#### WHAT YOU NEED TO DO:
All of the data, word for word and free of pictures, is the expected result.

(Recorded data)
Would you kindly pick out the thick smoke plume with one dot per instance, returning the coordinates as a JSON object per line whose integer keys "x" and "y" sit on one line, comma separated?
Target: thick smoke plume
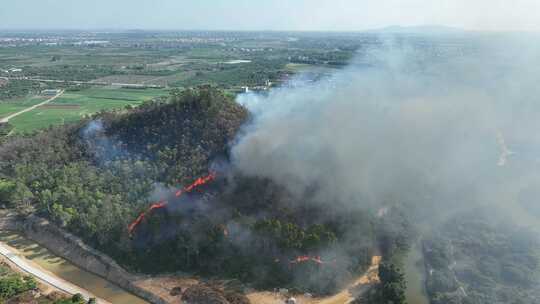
{"x": 449, "y": 123}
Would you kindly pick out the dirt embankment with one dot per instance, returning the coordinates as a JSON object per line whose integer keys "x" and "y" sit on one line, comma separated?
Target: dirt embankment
{"x": 77, "y": 252}
{"x": 347, "y": 295}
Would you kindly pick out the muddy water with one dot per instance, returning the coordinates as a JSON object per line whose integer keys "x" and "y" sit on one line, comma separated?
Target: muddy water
{"x": 415, "y": 276}
{"x": 67, "y": 271}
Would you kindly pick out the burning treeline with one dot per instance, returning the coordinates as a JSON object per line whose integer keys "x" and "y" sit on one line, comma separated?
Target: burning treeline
{"x": 201, "y": 181}
{"x": 163, "y": 203}
{"x": 245, "y": 222}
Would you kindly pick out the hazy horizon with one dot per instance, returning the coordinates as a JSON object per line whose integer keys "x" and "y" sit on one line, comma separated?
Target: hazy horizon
{"x": 276, "y": 15}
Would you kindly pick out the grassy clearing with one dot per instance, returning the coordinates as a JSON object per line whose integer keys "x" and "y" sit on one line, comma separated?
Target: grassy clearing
{"x": 72, "y": 106}
{"x": 13, "y": 106}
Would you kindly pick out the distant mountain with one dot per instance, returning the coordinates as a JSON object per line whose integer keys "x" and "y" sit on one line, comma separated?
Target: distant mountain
{"x": 423, "y": 29}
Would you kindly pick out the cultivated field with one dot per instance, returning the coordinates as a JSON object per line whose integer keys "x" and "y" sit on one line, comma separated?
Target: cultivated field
{"x": 72, "y": 106}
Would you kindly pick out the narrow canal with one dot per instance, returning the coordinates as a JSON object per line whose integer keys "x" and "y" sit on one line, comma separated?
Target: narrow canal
{"x": 67, "y": 271}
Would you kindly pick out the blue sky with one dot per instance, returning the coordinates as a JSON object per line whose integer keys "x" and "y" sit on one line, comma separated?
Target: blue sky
{"x": 349, "y": 15}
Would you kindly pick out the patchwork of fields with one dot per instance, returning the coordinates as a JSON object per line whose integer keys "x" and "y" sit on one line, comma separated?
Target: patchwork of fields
{"x": 72, "y": 106}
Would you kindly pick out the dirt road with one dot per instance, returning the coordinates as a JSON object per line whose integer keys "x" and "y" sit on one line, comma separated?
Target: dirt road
{"x": 360, "y": 285}
{"x": 48, "y": 278}
{"x": 7, "y": 118}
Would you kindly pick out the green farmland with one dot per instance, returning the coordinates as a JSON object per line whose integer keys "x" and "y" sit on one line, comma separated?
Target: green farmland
{"x": 72, "y": 106}
{"x": 13, "y": 106}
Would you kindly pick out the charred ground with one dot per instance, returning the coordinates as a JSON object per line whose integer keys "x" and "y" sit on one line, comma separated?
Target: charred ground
{"x": 94, "y": 177}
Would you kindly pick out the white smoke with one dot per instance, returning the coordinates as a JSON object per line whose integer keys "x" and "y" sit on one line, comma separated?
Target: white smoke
{"x": 414, "y": 125}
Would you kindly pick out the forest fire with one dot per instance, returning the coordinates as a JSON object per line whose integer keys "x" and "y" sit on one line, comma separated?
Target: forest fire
{"x": 306, "y": 258}
{"x": 163, "y": 203}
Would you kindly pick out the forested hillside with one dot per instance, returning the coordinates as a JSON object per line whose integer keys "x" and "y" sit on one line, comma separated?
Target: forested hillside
{"x": 95, "y": 177}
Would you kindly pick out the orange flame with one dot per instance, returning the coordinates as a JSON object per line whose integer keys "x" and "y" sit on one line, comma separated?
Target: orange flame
{"x": 162, "y": 203}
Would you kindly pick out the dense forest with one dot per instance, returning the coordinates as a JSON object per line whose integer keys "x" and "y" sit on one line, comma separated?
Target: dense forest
{"x": 475, "y": 259}
{"x": 94, "y": 177}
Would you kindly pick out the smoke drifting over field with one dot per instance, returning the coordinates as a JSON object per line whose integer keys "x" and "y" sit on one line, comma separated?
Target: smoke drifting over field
{"x": 402, "y": 124}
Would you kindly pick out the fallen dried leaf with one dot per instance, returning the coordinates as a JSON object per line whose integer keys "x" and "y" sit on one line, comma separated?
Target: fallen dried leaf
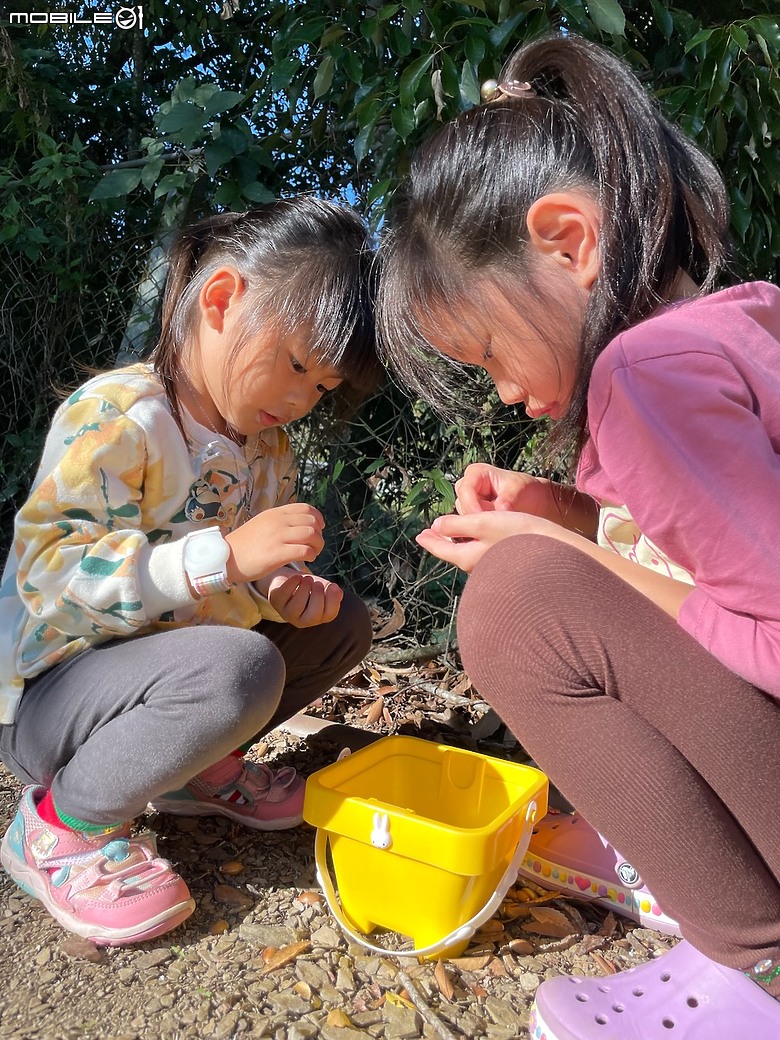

#### EXERCISE RESPONSE:
Would you kindly pick out the thick smoke plume with one dot per instance, returning the coordinates as a JSON object per line whose integer keys "x" and "y" sit on one line, comma separated?
Target: thick smoke plume
{"x": 449, "y": 123}
Would you kindly pick out the dirt embankment with one dot per instance, returning the coordinates as a JSON object per line whose integer keys "x" and "y" sit on one line, comma separated?
Target: dirt embankment
{"x": 77, "y": 252}
{"x": 347, "y": 295}
Would you kindly pick out the muddy water with one dot per instance, returning the coordinates as a JSON object per line whose integer keys "x" and "y" sit on one line, comma separated?
Target: muddy water
{"x": 415, "y": 276}
{"x": 67, "y": 271}
Would you kindly pick out the burning treeline with one dot per instance, returning the coordinates as a JSON object per line whose integer keys "x" and "y" sit on one line, comma separated?
Target: burning treeline
{"x": 201, "y": 181}
{"x": 163, "y": 203}
{"x": 245, "y": 222}
Would you kindly pick out the hazy horizon with one dot per instance, returning the coordinates as a JSON object per line whose integer keys "x" and "y" sit on one line, comma separated?
Target: hazy horizon
{"x": 276, "y": 15}
Would you kindly pick out the grassy clearing with one dot per instance, returning the coordinates as a JSON object per line whose integer keys "x" and "y" sit on one line, comma separated?
Target: grassy clearing
{"x": 72, "y": 106}
{"x": 13, "y": 106}
Would you kindly pick out the distant mountain with one dot per instance, returning the coordinates as a JSON object per line whose integer keys "x" and "y" sit on one line, comma separated?
Target: distant mountain
{"x": 423, "y": 29}
Would you kindly pick out the cultivated field with one dot per instance, returning the coordinates as a JSON object per line whose integer keys "x" and "y" sit on one line, comma separated?
Target: cultivated field
{"x": 72, "y": 106}
Would you kindly pick out the narrow canal with one dot per instance, returning the coordinates as a JSON object per line whose integer keys "x" and "y" sit on one line, comma separated?
Target: narrow canal
{"x": 67, "y": 271}
Would you kindly pick out the blue sky with one dot per instance, returning the coordinates as a JSON object per line whose integer keys "x" and "y" sit on one line, comma separated?
Target: blue sky
{"x": 349, "y": 15}
Would you kindly pick out the patchwork of fields with one dot per instance, returning the coordinates as a JSON object per line whose integer keys "x" and "y" sit on one line, comma separated?
Target: patchwork of fields
{"x": 72, "y": 106}
Would you kindly pick out the dirt road with one dot per instance, returning the coordinates as a JSON object per line whose integer keys "x" and "y" sit on one line, comma separated?
Target: dirt road
{"x": 360, "y": 285}
{"x": 48, "y": 278}
{"x": 7, "y": 118}
Would you kindly pick out the green farmland with one dot per instance, returning the coordinates as a JSON object per line whose integer keys "x" and "y" sit on one line, comma separated?
Target: green farmland
{"x": 72, "y": 106}
{"x": 13, "y": 106}
Would you kindly pick out the charred ground with one dot per instance, returning the coordinates as a JSON object per line whose integer keys "x" and "y" sit on one line, comma separated?
Target: charred ground
{"x": 94, "y": 177}
Would you kindly pick out the white smoke with one dot per instance, returning the coordinates as a JSON object per line whose integer keys "x" and "y" sit on one line, comma separated?
Target: white smoke
{"x": 414, "y": 125}
Would you kindly pick out the forest fire with one dot per instance, returning the coordinates as a JSON object per line whose integer keys "x" and "y" sit on one line, comma separated?
Target: forest fire
{"x": 306, "y": 258}
{"x": 163, "y": 203}
Would you kindly pick out the forested hillside with one dot per instance, returning the coordinates as a JSON object per line whose integer keys "x" and "y" sit on one line, comma separated?
Target: forested hillside
{"x": 95, "y": 177}
Would you kindly pick out the orange flame with one dot per instance, returning the coordinates as a JSON object per line whose integer keys "x" and "y" sit on one line, comma separated?
Target: orange flame
{"x": 162, "y": 203}
Would you kindly pick out the dense forest with one dot per instance, returning the coordinates as a JSON object per line whose integer keys "x" and "y" sit on one line, comma separated?
Target: dense forest
{"x": 475, "y": 259}
{"x": 94, "y": 177}
Would you kindly pick out the smoke drifting over field with one dot per instance, returning the coordinates as a JSON object per line whose integer keys "x" and "y" sit on one line, comma separated?
Target: smoke drifting over field
{"x": 402, "y": 124}
Would you kindly pick out the fallen dried leaf with one dot per instance, returning the coordinates as a JSON object per line whose integer keys "x" and "y" sit on one line, comma separated?
Target: fallen dried leaf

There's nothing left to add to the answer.